PAGE EXCERPT ▸
◇ ◇ ◇ ◇ ◇ ◇ ◇
Oulipians are rats who build the labyrinth from which they try to escape” – Raymond Queneau, OuLiPo founder

Have you ever done any slow writing? Did you enjoy the challenge of a prescriptive exercise designed to help you focus on the content of a sentence? Did it fire your imagination to create a sentence with only 7 words, or an adverb and an adjective, or perhaps incorporate a rhetorical question? How do you feel about anagrams, pangrams or palindromes; could you incorporate these into your writing? Would you want to? If this sounds fun to you, then it’s time to try out OuLiPo.

The OuLiPo movement (Ouvroir de Littérature Potentielle – workshop of potential literature), believes that limitations and rules in writing promote free creativity. Begun in 1960 by a group of French writers and mathematicians, the founders of OuLiPo believed that the experimentalism of the Surrealist school of automatic writing (a technique where your writing wanders wherever association leads you, without any form or structure) was leading to inferior work. They felt that creativity and artistry required purpose and constraint to achieve potential and so they devised a series of techniques and exercises which set limits, forcing a writer to new levels of creativity by making them think ‘outside the box’.

Queneau's Hundred Thousand Billion Poems open pages on a book

One celebrated OuLiPo work, published in 1961, is One Hundred Thousand Billion Sonnets (Cent Mille Milliards de Poèmes) by Raymond Queneau. In it Queneau created a booklet of card with 10 sonnets of 14 lines of poetry. Each line lies on a separate strip and the lines share sonnet sound and rhyme. Like old fashioned children’s flip books, a single strip/line is selected from each of the 10 sonnets and combined to create a new version. With 14 options available from each of the original 10 sonnets, 1014 different sonnets can be produced – 100,000,000,000,000 variations. If you want to check all the potential combinations out for yourself it may take a while, Queneau once estimated it would take over 190 million years to read! To see Queneau’s original sonnets in translation and get a flavour of how they combine see http://www.bevrowe.info/Queneau/QueneauRandom_v5.html

Queneau was also responsible for Exercises in Style a book in which he retells the same trivial story (a man witnessing a minor altercation on a bus) ninety-nine times in different styles, for example, one full of onomatopoeia, one full of numbers, one full of colours, one full of exclamation marks, one in anagrams, one with a lot of words ending in ‘ate’ etc.

One of the most famous exponents of OuLiPo was Georges Perec, (incidentally, once holder of the record for the longest palindrome in the Guinness Book of World Records). Take a look at this extract and work out what constraint is being used (* answer further down).

“Incurably insomniac, Anton Vowl turns on a light. According to his watch it is only 12.20. With a loud and languorous sigh Vowl sits up, stuffs a pillow at his back, draws his quilt up around his chin, picks up his whodunit and idly scans a paragraph or two; but, judging its plot impossibly difficult to follow in his condition, its vocabulary too whimsically multisyllabic for comfort, throws it away in disgust.” (Opening paragraph of George Perec’s 1968 novel La Disparition translated by Gilbert Adair under the title A Void)
◇ ◇ ◇ ◇ ◇ ◇ ◇
GIVEN DATA ▸

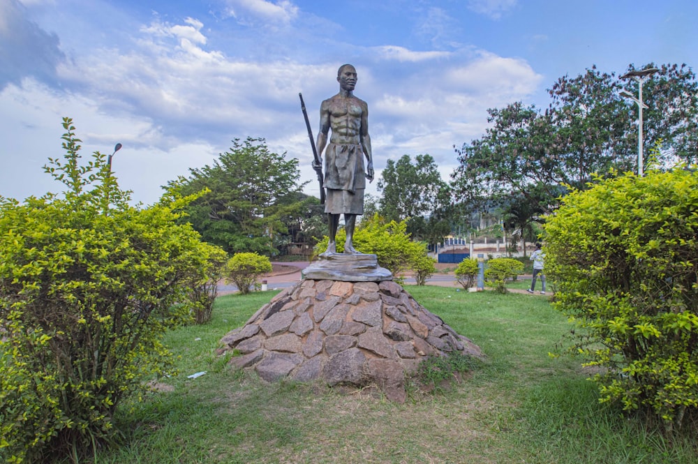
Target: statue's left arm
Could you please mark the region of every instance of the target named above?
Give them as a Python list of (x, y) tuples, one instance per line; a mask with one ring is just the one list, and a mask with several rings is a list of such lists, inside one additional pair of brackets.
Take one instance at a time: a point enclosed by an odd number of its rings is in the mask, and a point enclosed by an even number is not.
[(373, 180), (373, 155), (371, 149), (371, 135), (369, 135), (369, 105), (362, 102), (361, 112), (361, 144), (364, 154), (368, 160), (366, 165), (366, 178), (371, 182)]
◇ ◇ ◇ ◇ ◇ ◇ ◇
WORK TO DO ▸
a: Answer these questions about the OuLiPo article above, one line each:
(i) In what year was the OuLiPo movement begun?
(ii) How many times does Queneau retell the same story in Exercises in Style?
(iii) Who translated La Disparition into English?
b: Translate this sentence from the OuLiPo article into Spanish: "Each line lies on a separate strip and the lines share sonnet sound and rhyme."
c: Write the next part of the article on OuLiPo, continuing on from its last paragraph.

RESULTS BY TASK ▸
a:
(i) 1960
(ii) Ninety-nine
(iii) Gilbert Adair

b: Cada verso está en una tira separada y los versos comparten el sonido y la rima del soneto.

c:
Perhaps Perec’s most famous work is Life a User’s Manual. In it he interweaves the stories of the lives of the inhabitants of a Parisian apartment building 10 storeys high and 10 rooms wide with that of the central character and his lifelong project involving jigsawed paintings and the character’s determination that his life’s work in art should end with their destruction. The apartment building represents the form of a chessboard and Perec disrupts the narrative by jumping like a knight around a chessboard, landing in each of the rooms of the apartment only once and borrowing an orthogonal Latin b-square order 10 algorithm from higher maths to refine a list of 42 different elements, including characters, situations, literary allusions, objects and quotations that had to appear in each chapter.

True exponents of OuLiPo were often considered merely eccentric, however the results of their techniques can be creative, fun and well worth a try. If OuLiPo intrigues you, then the Penguin Book of Oulipo: Queneau, Perec, Calvino and the Adventure of Form edited by Philip Terry is a good starting place to find out more about their writings. If you are ready to try it for yourself, here are a few techniques to get you started.

Bright cartoon of "the quick brown fox jumps over the lazy dog"
Pangrams
Pangrams are sentences which contain every letter of the alphabet at least once. One well known one is: A quick brown fox jumps over the lazy dog. You could also choose to write a poem where the words have to be in alphabetical sequence:
A beautiful city, diminished entirely. Flightiness grew hazardously into jaguar like malice; neglecting obvious preservation. Quickly, resentment stroke the urban vista, wielding xystons; yowling zealots. (Francesca Glover aged 14)

N+7 – What’s in a Word?
In this technique, take a piece of prose or a poem and substitute each noun with one 7 words along in the dictionary, the results can be really humorous. If you don’t have the patience to use a dictionary, or you are someone who has a tendency to go off on a word hunting tangent when you dip into one, http://www.spoonbill.org/n+7/ is an online generator for some quick ideas to spark your creativity; it produces results from N+1 all the way to N+15.

Here, for example, are some of the lyrics of Let it Go, from Frozen at N+7 – silly and profound thoughts in the same piece!  The sofa glows white on the mug tonight / Not a footprint to be seen / A knitting of Japanese, / And it looks like I’m the quotation. / The wisdom is howling like this swirling stream inside / Couldn’t keep it in, hemisphere knows I tried! / Don’t let them in, don’t let them see / Be the good go you always have to be / Conceal, don’t feel, don’t let them know / Widow, now they know! …

Lipograms
The technique of lipogram itself, where a letter or letters are missed out of a work, is ancient. It can be seen in a work called Odyssey by the Greek poet Tryphiodorus, who wrote between the second and fourth centuries (‘alpha’ is missing from the first book, ‘beta’ from the second etc).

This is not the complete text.